_Your task:_ When every entry has been read, print each one back exactly.

*****

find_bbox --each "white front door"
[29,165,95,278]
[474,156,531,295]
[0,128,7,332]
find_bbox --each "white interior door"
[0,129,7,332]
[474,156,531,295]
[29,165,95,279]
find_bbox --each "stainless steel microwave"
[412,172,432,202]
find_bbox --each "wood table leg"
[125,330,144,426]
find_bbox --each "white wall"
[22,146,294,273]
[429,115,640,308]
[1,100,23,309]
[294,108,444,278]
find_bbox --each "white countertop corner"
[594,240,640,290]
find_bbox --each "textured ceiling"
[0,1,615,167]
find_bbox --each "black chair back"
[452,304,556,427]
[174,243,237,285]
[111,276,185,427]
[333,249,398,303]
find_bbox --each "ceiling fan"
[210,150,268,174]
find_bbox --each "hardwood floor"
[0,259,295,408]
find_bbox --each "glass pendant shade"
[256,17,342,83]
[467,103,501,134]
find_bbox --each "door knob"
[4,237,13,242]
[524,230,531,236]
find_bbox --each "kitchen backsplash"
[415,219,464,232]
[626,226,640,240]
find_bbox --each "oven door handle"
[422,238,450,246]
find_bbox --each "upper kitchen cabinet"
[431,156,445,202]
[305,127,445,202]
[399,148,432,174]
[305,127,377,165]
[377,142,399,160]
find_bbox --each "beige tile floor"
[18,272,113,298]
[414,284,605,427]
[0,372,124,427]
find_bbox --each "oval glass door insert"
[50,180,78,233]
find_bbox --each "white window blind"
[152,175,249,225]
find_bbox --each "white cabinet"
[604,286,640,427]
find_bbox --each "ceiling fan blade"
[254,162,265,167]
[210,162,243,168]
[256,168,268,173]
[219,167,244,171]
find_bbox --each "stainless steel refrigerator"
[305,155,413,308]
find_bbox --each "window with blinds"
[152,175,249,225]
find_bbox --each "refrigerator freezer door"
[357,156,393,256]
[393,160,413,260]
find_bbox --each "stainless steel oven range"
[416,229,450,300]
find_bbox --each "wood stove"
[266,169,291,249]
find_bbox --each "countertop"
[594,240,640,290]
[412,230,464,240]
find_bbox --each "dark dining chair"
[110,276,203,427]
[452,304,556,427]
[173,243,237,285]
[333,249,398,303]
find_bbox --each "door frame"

*****

_Your response:_
find_bbox --each "white front door"
[29,165,95,278]
[474,156,531,295]
[0,128,7,332]
find_bbox --each "white interior door"
[0,129,7,332]
[474,156,531,295]
[29,165,95,279]
find_bbox --each "stainless steel microwave"
[412,172,432,202]
find_bbox --each "wood table leg"
[125,330,144,426]
find_bbox --each "white wall"
[22,146,294,273]
[429,115,640,308]
[1,100,23,309]
[294,108,444,278]
find_bbox --each "white countertop corner"
[594,240,640,290]
find_bbox --each "textured ceiling"
[0,1,615,167]
find_bbox --each "black chair back"
[452,304,556,427]
[174,243,237,285]
[111,276,185,427]
[333,249,398,303]
find_bbox --each "ceiling fan"
[210,150,268,174]
find_bbox --each "hardwood floor"
[0,259,295,408]
find_bbox --each "glass pendant shade"
[256,17,342,83]
[467,103,501,134]
find_bbox --each "door knob"
[4,237,13,242]
[524,230,531,236]
find_bbox --each "kitchen backsplash"
[415,219,464,232]
[626,226,640,240]
find_bbox --each "oven door handle"
[422,238,450,246]
find_bbox --each "upper kitchen cabinet"
[431,156,445,202]
[305,127,445,202]
[399,148,432,174]
[305,127,377,165]
[377,142,399,160]
find_bbox --each "beige tile floor"
[18,272,113,298]
[414,284,605,427]
[0,372,124,427]
find_bbox --each "oval glass door insert"
[50,180,78,233]
find_bbox --each "white window blind"
[152,175,249,225]
find_bbox --each "white cabinet"
[604,286,640,427]
find_bbox --each "ceiling fan blade"
[254,162,265,167]
[210,162,243,168]
[256,168,268,173]
[219,167,244,171]
find_bbox --each "stainless steel refrigerator"
[305,155,413,308]
find_bbox --each "window with blinds"
[152,175,249,225]
find_bbox --each "refrigerator freezer door"
[357,156,393,256]
[393,160,413,260]
find_bbox --each "stainless steel oven range"
[416,229,450,300]
find_bbox --each "wood stove"
[266,169,291,249]
find_bbox --each "countertop"
[594,240,640,290]
[412,230,464,240]
find_bbox --each "dark dining chair"
[110,276,203,427]
[452,304,556,427]
[173,243,237,285]
[333,249,398,303]
find_bbox --each "door frame"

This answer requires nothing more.